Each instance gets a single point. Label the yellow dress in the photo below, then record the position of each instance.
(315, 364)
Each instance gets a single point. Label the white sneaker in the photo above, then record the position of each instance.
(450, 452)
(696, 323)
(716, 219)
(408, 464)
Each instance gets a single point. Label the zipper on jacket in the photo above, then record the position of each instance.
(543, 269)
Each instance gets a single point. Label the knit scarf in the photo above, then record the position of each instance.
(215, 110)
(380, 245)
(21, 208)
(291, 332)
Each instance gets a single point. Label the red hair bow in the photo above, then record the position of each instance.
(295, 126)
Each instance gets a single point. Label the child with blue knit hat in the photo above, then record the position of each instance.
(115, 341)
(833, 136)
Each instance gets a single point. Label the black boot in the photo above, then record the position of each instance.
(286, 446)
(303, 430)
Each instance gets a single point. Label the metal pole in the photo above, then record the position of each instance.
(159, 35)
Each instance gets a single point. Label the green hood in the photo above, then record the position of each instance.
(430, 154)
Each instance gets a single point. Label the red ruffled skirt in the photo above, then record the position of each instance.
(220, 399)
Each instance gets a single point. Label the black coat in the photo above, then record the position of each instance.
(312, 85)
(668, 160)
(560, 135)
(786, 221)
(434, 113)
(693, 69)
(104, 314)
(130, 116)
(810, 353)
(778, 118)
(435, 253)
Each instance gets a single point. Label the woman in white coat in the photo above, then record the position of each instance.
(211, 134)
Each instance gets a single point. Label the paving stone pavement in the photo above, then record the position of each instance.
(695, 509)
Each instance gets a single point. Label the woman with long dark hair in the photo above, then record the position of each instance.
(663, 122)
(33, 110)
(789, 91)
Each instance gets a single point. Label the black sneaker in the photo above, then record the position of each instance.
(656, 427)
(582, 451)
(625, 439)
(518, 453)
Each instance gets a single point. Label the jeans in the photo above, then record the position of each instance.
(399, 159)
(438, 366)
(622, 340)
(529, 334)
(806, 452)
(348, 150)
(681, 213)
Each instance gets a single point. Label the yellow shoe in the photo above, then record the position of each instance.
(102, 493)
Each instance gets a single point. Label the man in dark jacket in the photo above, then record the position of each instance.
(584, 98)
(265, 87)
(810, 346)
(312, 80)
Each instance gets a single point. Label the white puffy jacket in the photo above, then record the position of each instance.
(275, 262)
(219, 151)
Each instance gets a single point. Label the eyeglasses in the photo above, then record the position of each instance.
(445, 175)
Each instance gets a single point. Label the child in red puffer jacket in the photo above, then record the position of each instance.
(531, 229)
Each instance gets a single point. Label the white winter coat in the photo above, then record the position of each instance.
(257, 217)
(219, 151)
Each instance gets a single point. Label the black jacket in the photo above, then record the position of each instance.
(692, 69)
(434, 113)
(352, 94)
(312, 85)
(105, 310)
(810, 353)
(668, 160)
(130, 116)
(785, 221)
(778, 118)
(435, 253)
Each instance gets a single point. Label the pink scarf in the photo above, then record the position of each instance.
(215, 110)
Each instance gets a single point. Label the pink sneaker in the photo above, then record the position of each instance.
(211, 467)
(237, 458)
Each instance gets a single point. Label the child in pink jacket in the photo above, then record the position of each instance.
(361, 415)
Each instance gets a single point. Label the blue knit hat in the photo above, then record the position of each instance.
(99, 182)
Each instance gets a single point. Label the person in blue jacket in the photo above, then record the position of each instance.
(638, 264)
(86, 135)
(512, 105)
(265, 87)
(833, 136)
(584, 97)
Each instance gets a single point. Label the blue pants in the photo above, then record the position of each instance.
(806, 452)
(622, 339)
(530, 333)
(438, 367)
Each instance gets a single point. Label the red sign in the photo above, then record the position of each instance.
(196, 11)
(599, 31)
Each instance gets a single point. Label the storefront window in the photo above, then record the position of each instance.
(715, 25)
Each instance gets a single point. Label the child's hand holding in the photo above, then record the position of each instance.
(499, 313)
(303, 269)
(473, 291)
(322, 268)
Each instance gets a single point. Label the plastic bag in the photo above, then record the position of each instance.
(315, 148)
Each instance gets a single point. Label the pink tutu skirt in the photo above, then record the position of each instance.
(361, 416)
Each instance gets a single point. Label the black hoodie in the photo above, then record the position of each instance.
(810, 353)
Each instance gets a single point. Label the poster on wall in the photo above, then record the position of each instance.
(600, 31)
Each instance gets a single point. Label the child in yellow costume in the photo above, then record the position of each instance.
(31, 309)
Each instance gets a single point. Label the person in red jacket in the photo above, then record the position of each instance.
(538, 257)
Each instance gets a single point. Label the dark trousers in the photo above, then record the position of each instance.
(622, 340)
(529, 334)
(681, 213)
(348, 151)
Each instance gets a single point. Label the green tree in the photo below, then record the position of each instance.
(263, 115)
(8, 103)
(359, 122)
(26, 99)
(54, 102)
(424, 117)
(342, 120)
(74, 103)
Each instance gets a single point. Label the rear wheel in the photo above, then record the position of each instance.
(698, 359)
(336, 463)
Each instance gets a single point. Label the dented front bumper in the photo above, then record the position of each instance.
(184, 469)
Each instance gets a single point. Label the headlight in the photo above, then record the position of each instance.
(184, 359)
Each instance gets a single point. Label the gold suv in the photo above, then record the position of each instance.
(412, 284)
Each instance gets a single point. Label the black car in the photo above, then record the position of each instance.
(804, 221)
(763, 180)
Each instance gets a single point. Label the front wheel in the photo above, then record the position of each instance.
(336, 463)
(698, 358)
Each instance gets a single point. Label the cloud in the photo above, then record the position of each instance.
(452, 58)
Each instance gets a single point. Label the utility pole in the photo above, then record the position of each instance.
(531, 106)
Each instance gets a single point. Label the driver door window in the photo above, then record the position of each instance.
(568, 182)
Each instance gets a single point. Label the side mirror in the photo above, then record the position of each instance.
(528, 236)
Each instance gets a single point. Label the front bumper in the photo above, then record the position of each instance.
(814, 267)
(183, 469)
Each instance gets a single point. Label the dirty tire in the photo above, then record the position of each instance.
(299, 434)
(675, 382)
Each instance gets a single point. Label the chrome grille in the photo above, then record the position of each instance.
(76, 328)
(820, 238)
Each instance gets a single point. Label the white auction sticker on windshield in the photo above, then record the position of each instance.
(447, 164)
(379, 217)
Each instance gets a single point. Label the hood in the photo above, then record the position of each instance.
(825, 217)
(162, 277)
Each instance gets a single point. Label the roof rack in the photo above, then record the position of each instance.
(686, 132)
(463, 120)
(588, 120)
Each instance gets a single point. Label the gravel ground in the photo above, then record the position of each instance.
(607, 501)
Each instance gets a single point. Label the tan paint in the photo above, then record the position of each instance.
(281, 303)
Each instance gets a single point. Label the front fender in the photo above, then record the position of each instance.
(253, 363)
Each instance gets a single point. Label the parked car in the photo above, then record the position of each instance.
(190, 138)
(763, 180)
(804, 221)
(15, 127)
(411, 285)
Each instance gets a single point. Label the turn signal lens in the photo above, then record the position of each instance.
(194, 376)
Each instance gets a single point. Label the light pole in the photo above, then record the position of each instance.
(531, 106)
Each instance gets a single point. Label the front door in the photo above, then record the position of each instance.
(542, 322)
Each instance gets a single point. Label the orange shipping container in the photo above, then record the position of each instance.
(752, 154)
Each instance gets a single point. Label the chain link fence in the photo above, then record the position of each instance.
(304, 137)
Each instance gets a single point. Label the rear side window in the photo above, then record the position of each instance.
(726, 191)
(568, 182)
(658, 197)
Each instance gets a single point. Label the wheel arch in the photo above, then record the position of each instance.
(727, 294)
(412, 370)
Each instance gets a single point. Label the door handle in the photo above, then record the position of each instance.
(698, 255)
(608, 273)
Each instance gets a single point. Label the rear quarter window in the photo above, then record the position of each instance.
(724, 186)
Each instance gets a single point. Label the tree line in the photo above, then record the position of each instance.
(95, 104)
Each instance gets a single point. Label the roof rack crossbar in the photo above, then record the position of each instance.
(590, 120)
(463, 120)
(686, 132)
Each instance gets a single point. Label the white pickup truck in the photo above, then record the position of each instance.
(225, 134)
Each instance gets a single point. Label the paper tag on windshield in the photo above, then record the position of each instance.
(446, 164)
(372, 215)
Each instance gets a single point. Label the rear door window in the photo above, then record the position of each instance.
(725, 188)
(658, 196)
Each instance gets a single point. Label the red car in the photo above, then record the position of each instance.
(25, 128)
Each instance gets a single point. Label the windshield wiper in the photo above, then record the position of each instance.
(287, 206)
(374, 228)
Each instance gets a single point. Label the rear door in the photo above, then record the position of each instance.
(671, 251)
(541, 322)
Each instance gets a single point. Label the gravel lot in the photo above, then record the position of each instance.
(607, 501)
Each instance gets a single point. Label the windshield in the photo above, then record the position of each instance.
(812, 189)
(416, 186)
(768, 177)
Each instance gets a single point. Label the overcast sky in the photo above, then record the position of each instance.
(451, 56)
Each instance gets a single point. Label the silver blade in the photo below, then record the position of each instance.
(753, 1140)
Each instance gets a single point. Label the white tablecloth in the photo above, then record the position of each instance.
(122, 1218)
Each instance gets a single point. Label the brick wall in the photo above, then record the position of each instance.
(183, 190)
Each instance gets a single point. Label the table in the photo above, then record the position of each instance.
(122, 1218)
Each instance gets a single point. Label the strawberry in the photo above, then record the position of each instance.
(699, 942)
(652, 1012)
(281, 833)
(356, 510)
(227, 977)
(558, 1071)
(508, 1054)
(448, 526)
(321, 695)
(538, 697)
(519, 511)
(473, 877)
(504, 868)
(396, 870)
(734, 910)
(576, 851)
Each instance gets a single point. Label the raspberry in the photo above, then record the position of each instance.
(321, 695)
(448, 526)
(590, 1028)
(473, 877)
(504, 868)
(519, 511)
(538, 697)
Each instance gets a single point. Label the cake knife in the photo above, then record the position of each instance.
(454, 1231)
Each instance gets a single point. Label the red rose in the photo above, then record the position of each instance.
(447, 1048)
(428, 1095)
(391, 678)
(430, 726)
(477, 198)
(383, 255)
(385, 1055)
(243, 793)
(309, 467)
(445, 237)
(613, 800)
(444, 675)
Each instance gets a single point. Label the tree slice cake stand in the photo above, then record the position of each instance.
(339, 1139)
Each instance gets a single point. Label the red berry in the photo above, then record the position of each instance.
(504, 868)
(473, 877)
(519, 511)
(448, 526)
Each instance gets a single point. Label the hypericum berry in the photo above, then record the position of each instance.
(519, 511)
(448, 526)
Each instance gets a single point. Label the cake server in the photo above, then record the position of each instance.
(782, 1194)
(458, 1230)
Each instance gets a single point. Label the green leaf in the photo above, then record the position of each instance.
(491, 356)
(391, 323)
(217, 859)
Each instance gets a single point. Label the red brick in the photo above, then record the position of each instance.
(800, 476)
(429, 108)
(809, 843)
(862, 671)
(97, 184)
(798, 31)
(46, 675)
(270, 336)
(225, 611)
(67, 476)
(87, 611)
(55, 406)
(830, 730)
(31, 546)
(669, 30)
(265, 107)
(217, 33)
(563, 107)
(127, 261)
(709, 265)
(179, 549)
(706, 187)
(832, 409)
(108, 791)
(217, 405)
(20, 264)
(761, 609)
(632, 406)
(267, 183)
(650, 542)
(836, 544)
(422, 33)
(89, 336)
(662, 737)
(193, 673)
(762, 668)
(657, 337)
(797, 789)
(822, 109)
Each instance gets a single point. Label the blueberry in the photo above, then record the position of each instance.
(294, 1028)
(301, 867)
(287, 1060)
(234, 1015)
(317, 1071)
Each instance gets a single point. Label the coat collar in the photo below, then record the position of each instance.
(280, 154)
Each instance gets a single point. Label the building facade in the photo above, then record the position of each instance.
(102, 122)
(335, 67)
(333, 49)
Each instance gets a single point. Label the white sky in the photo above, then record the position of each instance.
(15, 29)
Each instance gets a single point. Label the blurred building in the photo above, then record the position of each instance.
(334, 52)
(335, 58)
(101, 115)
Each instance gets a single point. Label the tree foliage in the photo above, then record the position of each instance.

* * * * * * *

Take the line holding "Each instance gets a single point. Label the coat" and all lines after it through the end of the data, and set them down exactly.

Each instance gets a single point. Label the coat collar in the photo below, then record the position of each instance.
(280, 154)
Each instance gets a single point. Label the building facade in the photo above, then record the position of each instance.
(102, 122)
(335, 67)
(333, 49)
Each instance gets a single point. Label the white sky in the photo above, then record the position of each instance.
(15, 29)
Each instance gets a single point. Label the blurred building in the photo above, then record the position of each instance.
(334, 52)
(335, 58)
(101, 115)
Each instance gets a single point. Label the tree foliage in the photo above, then record the position of each instance.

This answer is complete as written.